Gather up every line from the entries below that uses the word "logo".

(Supplied material):
◆ ◆ ◆ ◆ ◆ ◆ ◆
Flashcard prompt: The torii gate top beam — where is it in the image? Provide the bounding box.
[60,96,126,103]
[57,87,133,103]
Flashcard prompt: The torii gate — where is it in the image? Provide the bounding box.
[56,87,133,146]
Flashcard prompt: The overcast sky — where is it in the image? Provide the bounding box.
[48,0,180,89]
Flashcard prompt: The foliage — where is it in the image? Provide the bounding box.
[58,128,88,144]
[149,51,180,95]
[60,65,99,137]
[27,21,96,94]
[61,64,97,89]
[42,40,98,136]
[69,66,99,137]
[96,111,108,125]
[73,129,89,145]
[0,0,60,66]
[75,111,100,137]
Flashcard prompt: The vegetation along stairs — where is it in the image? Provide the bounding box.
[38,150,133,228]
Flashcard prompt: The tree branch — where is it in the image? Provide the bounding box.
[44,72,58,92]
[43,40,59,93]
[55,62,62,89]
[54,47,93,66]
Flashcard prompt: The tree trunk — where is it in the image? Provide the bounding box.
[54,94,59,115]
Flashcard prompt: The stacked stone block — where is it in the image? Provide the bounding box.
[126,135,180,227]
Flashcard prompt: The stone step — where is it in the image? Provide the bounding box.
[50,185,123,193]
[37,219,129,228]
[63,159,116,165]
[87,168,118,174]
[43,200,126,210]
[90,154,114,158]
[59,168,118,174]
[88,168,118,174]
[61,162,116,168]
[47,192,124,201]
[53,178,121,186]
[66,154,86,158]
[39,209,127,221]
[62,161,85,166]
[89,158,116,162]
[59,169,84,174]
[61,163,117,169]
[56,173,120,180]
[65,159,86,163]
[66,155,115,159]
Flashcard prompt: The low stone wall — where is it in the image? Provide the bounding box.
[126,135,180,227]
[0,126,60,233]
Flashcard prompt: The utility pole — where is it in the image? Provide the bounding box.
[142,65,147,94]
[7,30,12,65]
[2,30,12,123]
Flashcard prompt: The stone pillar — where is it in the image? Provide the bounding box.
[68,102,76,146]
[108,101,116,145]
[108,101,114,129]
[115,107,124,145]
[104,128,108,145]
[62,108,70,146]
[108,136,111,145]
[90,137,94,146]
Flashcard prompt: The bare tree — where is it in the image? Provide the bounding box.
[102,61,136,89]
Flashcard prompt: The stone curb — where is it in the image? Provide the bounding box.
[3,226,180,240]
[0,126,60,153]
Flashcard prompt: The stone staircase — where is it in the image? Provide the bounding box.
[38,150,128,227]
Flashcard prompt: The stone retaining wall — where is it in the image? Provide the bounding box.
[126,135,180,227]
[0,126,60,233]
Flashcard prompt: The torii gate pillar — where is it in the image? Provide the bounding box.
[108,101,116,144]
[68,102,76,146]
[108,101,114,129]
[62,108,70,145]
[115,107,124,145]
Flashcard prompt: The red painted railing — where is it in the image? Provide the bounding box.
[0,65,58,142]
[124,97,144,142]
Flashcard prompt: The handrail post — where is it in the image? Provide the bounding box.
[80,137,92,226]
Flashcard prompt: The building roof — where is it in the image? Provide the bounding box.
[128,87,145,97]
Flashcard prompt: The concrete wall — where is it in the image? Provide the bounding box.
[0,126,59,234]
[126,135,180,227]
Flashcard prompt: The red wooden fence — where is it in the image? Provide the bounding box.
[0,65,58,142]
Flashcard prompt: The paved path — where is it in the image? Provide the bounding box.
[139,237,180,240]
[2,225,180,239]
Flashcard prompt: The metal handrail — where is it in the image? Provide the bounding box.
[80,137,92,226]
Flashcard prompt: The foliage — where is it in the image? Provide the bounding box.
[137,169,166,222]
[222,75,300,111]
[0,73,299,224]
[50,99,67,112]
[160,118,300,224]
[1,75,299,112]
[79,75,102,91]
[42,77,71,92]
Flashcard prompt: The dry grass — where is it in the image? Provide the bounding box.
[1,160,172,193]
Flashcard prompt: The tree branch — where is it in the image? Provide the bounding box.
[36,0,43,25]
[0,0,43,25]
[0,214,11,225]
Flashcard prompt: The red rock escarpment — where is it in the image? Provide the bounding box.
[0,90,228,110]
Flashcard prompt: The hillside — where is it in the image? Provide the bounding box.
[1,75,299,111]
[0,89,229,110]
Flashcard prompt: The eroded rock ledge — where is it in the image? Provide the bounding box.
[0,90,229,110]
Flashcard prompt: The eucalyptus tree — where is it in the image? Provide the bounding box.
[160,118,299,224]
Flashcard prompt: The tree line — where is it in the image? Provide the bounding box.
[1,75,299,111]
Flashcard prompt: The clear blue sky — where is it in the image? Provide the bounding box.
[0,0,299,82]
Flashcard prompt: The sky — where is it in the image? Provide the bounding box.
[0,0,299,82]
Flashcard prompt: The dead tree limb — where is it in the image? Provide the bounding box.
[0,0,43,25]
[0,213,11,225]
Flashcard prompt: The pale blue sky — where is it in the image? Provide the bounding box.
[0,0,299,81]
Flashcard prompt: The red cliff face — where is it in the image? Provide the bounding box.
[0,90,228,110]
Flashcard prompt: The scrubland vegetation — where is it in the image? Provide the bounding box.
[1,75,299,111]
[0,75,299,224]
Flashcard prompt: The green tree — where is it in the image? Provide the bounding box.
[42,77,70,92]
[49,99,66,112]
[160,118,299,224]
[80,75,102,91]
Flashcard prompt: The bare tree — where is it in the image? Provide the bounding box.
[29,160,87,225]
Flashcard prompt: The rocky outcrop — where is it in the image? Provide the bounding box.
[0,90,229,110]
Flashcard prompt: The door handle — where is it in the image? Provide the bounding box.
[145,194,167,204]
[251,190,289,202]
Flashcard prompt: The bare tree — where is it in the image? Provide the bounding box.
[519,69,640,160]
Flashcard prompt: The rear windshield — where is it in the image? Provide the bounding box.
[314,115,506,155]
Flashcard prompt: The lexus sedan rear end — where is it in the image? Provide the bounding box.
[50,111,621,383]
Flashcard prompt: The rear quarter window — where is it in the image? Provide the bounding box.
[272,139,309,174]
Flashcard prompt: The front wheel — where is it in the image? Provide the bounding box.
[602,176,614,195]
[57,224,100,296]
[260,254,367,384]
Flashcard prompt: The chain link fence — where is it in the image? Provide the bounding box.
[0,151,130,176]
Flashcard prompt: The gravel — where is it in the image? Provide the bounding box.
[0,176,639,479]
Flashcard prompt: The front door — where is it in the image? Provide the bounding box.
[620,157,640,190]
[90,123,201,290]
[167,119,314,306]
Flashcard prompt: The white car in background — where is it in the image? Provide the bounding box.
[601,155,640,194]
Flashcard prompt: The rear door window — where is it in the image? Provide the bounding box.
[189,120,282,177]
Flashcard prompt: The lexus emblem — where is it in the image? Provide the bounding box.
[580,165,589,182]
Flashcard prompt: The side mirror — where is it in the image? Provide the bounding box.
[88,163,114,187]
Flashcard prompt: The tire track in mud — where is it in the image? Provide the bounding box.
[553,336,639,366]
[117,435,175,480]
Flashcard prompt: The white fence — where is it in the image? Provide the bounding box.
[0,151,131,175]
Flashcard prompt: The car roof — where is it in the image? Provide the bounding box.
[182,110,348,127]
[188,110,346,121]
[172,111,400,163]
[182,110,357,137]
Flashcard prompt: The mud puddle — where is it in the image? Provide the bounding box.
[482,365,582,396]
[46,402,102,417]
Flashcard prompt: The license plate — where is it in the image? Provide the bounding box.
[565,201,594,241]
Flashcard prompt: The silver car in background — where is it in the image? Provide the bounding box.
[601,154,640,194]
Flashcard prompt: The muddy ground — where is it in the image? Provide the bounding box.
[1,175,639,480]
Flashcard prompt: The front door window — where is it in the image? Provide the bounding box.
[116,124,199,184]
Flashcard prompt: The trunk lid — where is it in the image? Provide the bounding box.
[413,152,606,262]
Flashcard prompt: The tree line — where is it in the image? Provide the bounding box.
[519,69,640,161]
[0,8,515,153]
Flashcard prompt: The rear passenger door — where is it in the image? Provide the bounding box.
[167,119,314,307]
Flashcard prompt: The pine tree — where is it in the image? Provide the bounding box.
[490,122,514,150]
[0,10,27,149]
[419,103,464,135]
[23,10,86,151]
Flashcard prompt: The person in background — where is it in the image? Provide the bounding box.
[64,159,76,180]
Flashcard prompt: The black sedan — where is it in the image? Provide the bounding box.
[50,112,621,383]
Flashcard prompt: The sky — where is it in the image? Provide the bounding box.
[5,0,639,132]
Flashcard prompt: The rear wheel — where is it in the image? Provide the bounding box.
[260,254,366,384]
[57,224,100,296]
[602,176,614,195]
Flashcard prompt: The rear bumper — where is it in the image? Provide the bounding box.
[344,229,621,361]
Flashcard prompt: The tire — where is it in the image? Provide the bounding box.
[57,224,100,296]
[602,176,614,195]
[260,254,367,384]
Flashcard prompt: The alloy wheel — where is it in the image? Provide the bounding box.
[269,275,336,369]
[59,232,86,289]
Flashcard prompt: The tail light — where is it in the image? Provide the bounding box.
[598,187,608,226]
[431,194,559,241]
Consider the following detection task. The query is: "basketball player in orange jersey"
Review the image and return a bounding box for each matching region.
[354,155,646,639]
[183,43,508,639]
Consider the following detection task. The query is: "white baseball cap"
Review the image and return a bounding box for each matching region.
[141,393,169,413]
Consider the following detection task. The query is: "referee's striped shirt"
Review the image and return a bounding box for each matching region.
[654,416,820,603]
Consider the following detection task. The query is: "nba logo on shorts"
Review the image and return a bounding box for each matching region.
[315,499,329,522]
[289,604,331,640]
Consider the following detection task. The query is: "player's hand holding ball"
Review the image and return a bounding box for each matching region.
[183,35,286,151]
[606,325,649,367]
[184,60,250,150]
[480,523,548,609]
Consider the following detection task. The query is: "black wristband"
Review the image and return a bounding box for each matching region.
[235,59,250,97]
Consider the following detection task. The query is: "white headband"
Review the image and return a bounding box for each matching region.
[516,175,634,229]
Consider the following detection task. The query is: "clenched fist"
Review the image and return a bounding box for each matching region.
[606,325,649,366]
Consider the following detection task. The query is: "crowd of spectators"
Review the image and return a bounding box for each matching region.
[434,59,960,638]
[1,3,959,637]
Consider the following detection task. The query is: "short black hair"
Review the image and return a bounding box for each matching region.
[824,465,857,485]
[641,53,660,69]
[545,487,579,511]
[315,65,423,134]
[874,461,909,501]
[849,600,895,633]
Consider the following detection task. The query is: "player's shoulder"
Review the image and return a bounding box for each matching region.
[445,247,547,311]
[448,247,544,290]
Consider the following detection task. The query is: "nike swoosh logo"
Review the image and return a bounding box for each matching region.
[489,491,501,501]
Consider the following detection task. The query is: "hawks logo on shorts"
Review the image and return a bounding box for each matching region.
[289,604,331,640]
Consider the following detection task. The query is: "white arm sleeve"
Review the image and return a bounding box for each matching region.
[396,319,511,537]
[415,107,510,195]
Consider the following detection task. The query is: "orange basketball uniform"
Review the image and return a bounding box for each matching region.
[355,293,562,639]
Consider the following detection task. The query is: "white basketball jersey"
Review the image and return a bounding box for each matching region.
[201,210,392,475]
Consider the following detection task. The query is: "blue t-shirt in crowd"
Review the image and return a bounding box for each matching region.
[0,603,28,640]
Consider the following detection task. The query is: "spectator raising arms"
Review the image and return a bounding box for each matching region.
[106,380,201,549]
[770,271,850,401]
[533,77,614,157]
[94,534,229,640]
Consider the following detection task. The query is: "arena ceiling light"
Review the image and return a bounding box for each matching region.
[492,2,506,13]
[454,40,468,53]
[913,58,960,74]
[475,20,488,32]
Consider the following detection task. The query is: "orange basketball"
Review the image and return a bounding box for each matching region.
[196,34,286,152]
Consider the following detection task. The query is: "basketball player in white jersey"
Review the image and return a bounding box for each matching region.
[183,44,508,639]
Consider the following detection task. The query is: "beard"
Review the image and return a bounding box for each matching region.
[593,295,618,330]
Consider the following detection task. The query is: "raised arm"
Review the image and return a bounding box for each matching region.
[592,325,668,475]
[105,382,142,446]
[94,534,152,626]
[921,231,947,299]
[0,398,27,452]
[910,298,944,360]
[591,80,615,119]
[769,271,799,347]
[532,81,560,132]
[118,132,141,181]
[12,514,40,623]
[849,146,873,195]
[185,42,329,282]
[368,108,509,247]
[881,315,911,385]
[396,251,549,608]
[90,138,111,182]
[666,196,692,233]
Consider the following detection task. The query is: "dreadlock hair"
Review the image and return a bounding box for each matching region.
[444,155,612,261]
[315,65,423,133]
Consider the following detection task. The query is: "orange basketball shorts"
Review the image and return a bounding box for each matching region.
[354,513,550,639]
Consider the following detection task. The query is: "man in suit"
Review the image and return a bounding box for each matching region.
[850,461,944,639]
◆ ◆ ◆ ◆ ◆ ◆ ◆
(Response area):
Consider the following detection task. The query is: "nba logo on shorts"
Consider the following detection task. The query is: "nike swoosh logo"
Consider the following detection task. The query is: "hawks logo on shorts"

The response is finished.